Excerpt to read >>

Thursday, February 13, 2025

Adela Yarbro Collins on Jesus and the Title "Son of David"

  

In the account of the healing of blind Bartimaeus, he calls upon Jesus as “son of David” to have mercy on him. This appellation of Jesus is strategically placed by Mark just before Jesus’ entry into Jerusalem. Jesus’ reply to the man, “Go, your faith has saved you,” in 10:52 implicitly affirms his designation of Jesus as “son of David.” Then, in the entry itself, the crowd blesses “the coming kingdom of our father David.” Although Jesus is not hailed explicitly as king in that passage nor as son of David, the context suggests that he is both. Such an inference is supported by the address of Jesus as “son of David” by Bartimaeus in the immediately preceding passage. There is no indication in 11:1–11 that the designation of Jesus as “son of David” is inadequate. The fact that the leaders of the city do not come out to meet Jesus suggests, however, that they do not recognize him as such. The lack of a welcome of Jesus by the leaders of the people and the anticlimactic ending of the account of his entry into Jerusalem are hints that the role Jesus will play in the rest of the narrative is not the one most often associated with the messianic son of David among Jews of the time.

Records for this exercise >>
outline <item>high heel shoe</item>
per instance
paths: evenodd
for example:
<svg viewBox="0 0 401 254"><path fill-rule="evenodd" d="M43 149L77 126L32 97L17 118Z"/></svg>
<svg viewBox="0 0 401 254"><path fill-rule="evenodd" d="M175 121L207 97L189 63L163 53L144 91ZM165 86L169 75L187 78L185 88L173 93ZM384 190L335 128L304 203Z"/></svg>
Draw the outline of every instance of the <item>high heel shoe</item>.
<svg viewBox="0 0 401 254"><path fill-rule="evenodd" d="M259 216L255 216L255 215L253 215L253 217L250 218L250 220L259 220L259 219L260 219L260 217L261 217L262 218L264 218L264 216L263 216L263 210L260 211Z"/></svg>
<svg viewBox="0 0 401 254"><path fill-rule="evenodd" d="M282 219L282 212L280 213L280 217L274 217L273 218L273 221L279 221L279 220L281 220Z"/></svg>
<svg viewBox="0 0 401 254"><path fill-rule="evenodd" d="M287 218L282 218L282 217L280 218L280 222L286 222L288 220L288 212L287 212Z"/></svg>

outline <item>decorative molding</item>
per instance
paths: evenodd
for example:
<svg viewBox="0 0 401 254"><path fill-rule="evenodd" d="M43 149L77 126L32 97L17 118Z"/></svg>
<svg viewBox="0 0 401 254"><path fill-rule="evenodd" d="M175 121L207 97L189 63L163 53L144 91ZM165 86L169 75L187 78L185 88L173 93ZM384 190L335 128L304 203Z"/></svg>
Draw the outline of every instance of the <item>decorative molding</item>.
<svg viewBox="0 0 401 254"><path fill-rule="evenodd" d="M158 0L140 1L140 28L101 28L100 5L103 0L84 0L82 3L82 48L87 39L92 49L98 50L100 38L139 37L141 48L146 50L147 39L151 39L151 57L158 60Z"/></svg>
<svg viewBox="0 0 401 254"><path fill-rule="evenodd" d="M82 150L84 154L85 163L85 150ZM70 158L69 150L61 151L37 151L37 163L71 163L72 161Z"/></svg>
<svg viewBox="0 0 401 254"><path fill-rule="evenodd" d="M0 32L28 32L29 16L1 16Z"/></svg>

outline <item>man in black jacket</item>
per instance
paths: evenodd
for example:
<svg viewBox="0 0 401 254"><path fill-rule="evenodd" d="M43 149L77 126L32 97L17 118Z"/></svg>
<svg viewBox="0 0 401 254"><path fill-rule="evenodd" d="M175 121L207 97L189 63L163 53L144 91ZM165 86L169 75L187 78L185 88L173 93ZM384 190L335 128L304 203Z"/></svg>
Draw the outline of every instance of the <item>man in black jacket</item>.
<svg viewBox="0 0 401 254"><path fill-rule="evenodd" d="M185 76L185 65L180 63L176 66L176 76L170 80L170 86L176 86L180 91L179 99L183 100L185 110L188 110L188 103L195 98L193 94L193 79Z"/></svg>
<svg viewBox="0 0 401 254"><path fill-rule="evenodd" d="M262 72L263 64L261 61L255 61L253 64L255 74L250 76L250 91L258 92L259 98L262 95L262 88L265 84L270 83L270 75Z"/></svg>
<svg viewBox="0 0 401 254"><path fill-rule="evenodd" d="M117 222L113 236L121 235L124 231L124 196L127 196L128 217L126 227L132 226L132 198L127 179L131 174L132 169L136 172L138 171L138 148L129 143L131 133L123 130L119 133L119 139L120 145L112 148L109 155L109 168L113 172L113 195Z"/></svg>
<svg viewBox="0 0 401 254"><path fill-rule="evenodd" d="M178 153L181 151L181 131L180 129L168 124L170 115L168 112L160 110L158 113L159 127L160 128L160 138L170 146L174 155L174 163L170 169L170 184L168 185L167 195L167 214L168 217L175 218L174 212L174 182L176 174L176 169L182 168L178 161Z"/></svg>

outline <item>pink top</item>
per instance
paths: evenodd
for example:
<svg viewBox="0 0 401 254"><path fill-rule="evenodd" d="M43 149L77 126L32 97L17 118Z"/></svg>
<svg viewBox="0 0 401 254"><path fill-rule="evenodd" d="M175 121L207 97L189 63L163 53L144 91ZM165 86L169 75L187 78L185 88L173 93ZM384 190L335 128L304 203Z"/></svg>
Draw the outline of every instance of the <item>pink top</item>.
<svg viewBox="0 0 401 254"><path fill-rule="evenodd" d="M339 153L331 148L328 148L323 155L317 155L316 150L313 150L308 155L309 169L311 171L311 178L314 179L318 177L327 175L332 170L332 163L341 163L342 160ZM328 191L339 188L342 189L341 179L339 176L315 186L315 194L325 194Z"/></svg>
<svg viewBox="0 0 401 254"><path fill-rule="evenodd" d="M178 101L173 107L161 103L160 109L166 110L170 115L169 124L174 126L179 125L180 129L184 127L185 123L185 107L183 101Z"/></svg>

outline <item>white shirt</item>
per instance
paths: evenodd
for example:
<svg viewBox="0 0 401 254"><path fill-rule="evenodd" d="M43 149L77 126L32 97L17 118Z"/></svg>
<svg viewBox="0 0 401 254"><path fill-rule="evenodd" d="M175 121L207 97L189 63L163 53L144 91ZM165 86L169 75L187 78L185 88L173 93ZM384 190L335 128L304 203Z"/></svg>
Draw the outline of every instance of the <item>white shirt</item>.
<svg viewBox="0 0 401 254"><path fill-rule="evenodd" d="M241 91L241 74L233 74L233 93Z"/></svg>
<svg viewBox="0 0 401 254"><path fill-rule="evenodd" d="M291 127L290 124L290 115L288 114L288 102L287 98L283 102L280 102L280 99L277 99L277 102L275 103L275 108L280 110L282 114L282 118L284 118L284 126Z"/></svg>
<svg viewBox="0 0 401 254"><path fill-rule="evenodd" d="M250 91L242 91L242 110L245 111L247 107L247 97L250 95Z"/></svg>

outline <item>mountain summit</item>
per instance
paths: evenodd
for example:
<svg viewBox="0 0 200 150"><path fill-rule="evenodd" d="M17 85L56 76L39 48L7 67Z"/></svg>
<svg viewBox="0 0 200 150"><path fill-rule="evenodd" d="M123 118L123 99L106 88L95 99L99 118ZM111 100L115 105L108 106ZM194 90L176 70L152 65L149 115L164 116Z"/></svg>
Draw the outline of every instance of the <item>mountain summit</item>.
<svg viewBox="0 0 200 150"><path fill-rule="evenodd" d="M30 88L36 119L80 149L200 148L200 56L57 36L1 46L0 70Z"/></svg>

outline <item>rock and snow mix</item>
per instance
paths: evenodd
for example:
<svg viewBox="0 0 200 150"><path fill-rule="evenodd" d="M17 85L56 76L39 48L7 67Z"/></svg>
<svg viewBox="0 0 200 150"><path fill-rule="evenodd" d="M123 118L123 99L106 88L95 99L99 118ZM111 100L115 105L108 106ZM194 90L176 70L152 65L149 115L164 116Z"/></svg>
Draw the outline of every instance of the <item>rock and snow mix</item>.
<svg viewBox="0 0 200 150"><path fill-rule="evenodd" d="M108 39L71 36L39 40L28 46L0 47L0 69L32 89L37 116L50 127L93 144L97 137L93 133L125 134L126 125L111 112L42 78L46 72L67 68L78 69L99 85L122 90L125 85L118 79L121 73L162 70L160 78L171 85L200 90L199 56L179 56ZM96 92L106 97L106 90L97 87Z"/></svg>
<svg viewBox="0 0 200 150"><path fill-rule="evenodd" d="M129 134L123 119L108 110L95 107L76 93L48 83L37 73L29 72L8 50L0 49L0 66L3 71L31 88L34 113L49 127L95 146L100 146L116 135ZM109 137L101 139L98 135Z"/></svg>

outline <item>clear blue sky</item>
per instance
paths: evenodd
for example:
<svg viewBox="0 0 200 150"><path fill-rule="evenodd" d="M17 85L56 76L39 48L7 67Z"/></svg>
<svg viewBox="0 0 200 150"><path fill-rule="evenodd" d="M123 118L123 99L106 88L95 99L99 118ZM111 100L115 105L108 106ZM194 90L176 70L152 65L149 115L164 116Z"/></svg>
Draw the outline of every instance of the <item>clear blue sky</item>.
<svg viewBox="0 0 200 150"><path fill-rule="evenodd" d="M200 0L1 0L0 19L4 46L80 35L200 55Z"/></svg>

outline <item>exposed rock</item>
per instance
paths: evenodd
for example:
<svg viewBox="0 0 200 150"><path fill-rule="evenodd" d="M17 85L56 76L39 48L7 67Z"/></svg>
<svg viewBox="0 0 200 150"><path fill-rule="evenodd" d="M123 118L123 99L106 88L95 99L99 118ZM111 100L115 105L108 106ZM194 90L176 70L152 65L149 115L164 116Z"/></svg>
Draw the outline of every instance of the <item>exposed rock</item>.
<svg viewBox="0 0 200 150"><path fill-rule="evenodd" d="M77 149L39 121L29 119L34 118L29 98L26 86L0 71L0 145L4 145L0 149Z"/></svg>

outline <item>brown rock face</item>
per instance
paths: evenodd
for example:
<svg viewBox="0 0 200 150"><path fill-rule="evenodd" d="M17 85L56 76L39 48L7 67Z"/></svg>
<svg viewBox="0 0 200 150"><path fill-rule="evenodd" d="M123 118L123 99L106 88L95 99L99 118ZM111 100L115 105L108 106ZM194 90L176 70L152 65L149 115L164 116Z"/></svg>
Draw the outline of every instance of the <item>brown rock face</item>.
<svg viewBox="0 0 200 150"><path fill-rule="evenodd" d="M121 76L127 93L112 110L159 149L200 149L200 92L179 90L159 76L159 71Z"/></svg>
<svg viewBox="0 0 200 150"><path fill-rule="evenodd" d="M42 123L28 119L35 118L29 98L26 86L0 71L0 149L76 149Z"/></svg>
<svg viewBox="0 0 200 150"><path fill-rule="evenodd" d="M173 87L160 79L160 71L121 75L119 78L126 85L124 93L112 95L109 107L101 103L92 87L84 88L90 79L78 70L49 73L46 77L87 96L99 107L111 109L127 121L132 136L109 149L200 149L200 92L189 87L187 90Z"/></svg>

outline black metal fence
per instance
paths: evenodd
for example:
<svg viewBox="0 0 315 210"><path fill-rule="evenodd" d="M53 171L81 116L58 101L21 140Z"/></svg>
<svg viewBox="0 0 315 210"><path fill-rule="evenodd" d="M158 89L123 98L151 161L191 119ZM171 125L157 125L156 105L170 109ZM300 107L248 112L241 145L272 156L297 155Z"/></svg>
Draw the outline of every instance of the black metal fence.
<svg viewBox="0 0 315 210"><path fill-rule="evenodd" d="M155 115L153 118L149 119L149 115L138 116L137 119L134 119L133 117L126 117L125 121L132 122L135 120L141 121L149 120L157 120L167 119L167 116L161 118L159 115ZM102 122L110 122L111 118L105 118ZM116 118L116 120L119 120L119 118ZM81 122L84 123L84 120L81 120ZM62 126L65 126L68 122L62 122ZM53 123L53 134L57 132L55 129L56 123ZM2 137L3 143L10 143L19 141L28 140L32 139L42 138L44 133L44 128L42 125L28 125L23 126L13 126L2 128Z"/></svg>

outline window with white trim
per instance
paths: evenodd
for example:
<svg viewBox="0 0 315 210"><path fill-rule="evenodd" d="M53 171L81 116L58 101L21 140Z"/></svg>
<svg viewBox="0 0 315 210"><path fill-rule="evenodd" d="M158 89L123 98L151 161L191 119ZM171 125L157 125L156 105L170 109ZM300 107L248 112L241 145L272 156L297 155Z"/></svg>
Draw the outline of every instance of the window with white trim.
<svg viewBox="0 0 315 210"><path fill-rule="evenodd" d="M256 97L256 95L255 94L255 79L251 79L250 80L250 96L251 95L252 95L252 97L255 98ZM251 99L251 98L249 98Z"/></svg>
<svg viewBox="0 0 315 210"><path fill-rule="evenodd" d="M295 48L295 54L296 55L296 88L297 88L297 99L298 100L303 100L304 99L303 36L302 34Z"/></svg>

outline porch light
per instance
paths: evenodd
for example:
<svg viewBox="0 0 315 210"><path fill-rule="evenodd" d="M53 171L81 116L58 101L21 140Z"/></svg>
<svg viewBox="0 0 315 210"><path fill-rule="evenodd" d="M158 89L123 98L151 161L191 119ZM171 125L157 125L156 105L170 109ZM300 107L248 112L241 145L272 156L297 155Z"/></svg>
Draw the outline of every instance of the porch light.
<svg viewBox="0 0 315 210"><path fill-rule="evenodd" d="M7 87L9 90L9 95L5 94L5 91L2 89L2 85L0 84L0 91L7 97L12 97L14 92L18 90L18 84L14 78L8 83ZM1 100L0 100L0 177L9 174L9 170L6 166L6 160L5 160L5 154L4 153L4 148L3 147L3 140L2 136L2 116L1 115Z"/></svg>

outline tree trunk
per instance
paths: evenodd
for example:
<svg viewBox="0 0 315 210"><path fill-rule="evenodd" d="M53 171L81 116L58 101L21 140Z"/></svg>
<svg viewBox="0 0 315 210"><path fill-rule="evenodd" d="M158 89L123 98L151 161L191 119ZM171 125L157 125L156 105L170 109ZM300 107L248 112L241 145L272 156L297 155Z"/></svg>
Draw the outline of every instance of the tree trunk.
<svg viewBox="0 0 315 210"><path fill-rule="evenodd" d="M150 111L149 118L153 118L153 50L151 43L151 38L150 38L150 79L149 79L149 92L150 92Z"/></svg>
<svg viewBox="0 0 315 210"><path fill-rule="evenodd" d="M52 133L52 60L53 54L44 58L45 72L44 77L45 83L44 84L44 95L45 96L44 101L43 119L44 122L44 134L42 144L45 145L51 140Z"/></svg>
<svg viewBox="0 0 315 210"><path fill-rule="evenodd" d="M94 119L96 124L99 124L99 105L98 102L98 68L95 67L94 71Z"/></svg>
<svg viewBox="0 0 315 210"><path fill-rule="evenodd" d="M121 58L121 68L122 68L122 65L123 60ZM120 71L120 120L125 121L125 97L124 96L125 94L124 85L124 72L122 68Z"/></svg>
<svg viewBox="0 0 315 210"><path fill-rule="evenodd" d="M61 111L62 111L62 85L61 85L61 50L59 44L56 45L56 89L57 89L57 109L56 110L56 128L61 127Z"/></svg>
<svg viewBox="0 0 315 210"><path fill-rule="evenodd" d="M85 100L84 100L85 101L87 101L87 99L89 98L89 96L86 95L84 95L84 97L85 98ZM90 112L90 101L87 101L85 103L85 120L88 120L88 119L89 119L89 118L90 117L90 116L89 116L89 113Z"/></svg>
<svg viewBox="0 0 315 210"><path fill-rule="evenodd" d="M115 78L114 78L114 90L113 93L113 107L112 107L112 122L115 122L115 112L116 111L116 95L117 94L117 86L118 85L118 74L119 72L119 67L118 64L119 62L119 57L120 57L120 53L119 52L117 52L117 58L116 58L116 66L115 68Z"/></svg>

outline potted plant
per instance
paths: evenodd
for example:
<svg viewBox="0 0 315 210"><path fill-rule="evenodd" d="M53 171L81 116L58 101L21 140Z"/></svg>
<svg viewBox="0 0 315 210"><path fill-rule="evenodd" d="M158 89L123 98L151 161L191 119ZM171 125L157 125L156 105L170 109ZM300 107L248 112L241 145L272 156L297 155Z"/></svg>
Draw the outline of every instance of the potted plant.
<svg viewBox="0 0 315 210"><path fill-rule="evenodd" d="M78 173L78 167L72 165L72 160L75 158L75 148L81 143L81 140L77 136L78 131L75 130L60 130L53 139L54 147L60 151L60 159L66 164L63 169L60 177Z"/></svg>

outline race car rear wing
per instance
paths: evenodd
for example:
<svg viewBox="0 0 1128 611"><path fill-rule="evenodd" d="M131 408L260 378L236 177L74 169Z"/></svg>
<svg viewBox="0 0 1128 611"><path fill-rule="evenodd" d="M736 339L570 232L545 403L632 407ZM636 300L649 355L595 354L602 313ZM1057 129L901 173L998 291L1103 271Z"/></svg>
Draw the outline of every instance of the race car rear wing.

Stated problem A >>
In the passage on Jesus and the title "son of David," what does the crowd bless during Jesus' entry into Jerusalem?
Stated problem B >>
In the records, set down the lines verbatim, from the line with "outline <item>mountain summit</item>" up to and including the line with "88L36 119L80 149L200".

Exercise answer A >>
The crowd blesses "the coming kingdom of our father David."

Exercise answer B >>
outline <item>mountain summit</item>
per instance
paths: evenodd
for example:
<svg viewBox="0 0 200 150"><path fill-rule="evenodd" d="M17 85L56 76L39 48L7 67Z"/></svg>
<svg viewBox="0 0 200 150"><path fill-rule="evenodd" d="M123 118L123 99L106 88L95 99L99 118ZM111 100L115 105L108 106ZM194 90L176 70L152 65L149 115L164 116Z"/></svg>
Draw the outline of every instance of the <item>mountain summit</item>.
<svg viewBox="0 0 200 150"><path fill-rule="evenodd" d="M30 88L36 119L80 149L200 148L200 56L57 36L1 46L0 70Z"/></svg>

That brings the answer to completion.